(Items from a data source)
┄┄┄┄┄┄

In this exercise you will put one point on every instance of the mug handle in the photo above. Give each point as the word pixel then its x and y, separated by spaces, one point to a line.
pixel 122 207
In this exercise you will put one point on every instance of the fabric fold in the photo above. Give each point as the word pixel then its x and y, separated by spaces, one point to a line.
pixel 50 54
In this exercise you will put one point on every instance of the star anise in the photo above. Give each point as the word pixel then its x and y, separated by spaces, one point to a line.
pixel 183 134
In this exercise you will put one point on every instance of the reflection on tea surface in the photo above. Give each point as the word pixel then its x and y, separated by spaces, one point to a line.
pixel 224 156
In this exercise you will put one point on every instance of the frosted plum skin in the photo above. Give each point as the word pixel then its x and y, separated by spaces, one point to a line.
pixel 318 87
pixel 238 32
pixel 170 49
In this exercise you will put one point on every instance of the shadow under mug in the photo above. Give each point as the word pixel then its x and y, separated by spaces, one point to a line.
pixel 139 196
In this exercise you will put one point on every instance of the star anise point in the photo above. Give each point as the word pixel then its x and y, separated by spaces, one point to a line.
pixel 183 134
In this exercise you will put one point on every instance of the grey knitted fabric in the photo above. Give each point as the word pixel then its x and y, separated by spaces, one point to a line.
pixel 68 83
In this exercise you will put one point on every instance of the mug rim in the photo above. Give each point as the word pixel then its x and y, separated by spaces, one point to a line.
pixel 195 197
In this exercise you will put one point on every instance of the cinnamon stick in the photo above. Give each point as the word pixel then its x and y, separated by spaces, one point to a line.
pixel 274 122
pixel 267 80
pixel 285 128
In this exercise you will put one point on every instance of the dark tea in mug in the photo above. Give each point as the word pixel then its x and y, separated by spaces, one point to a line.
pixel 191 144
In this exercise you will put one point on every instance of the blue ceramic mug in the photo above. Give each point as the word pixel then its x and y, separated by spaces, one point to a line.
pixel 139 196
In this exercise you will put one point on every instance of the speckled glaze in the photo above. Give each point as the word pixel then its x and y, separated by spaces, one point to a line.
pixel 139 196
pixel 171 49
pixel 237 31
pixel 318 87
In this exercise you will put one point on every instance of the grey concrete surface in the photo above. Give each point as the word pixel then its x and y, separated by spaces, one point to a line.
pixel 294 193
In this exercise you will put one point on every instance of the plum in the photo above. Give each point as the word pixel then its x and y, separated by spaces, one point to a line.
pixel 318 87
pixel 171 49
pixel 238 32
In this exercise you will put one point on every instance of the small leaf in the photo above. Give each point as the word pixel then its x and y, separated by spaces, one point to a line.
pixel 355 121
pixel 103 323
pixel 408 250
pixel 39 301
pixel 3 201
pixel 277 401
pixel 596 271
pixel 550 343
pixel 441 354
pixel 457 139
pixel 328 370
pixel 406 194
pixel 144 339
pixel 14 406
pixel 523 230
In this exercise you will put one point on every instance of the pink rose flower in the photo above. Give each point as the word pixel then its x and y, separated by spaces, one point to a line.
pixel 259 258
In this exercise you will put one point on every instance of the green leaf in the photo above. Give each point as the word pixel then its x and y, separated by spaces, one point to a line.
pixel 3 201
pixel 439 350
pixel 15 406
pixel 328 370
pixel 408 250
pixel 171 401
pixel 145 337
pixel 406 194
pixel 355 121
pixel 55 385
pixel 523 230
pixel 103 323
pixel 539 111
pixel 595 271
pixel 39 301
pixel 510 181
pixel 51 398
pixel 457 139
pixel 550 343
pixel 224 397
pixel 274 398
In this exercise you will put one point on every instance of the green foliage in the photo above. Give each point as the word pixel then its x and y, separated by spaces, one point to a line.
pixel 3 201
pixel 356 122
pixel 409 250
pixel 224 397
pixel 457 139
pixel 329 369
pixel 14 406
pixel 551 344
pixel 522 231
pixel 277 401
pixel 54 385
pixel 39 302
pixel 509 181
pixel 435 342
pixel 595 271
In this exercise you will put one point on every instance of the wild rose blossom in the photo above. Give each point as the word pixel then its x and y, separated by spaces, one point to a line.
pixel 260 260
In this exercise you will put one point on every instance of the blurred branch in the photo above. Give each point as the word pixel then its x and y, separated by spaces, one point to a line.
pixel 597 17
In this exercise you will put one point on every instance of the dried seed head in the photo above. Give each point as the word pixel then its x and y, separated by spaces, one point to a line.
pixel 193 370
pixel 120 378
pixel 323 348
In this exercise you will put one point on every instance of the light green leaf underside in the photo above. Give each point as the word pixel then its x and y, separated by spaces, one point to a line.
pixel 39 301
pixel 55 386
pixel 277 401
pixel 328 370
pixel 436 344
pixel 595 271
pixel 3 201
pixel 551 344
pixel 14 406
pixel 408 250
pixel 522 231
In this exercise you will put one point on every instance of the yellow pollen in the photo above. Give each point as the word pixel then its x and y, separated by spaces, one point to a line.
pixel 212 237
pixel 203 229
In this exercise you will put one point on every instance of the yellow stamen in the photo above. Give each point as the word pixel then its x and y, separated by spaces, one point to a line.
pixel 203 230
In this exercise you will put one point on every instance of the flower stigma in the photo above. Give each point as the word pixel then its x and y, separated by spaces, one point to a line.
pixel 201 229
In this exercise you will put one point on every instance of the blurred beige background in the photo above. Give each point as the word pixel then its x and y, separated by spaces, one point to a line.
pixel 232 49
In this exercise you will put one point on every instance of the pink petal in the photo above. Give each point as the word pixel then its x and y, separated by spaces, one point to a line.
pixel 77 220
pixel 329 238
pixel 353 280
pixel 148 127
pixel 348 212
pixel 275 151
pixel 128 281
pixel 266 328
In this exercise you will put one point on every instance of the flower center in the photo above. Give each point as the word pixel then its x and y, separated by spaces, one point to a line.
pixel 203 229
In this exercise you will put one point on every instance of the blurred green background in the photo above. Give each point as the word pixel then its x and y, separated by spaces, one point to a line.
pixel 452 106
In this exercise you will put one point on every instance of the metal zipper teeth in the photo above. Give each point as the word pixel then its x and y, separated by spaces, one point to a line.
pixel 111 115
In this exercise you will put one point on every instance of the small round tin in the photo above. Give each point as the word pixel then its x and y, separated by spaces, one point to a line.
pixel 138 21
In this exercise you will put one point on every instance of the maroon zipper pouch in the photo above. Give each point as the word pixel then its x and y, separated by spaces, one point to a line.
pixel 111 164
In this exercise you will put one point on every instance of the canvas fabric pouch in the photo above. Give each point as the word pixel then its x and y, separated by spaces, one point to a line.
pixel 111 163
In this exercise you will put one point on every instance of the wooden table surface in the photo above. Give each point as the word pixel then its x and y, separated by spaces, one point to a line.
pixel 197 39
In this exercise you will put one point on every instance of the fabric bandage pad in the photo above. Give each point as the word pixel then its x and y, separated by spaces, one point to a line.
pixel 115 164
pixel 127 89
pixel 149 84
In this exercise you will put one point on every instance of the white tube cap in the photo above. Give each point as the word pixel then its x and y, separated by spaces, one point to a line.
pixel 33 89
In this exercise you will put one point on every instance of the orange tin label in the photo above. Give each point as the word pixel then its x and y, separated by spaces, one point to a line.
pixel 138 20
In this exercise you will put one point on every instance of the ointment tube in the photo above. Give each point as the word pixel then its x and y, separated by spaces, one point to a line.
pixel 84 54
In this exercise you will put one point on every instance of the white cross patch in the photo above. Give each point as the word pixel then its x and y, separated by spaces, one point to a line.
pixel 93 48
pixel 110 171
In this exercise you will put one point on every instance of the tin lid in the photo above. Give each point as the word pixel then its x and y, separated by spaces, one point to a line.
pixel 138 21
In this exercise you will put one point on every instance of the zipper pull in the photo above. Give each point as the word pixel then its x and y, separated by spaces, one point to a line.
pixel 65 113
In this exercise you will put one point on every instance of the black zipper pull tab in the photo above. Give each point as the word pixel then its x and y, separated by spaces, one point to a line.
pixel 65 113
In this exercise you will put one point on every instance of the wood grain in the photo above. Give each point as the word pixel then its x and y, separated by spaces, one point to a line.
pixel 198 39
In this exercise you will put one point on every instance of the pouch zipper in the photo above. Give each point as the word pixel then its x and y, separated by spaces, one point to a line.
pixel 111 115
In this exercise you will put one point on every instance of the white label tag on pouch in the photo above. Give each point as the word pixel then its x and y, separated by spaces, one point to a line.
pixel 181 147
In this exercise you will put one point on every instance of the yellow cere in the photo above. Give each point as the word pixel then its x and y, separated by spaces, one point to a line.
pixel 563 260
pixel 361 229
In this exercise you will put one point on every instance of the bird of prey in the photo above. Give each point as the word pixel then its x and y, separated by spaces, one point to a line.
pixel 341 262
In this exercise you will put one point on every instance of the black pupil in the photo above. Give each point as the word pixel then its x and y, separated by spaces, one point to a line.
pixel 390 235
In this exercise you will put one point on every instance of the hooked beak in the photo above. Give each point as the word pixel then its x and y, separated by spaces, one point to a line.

┄┄┄┄┄┄

Given request: Reproduce, unchanged, the lines in the records above from the very first line through the line containing "pixel 122 207", inclusive.

The output:
In this exercise you will put one point on every instance of the mug handle in the photo above. Give each point as the word pixel then its x and y, separated by spaces, one point to a line.
pixel 122 207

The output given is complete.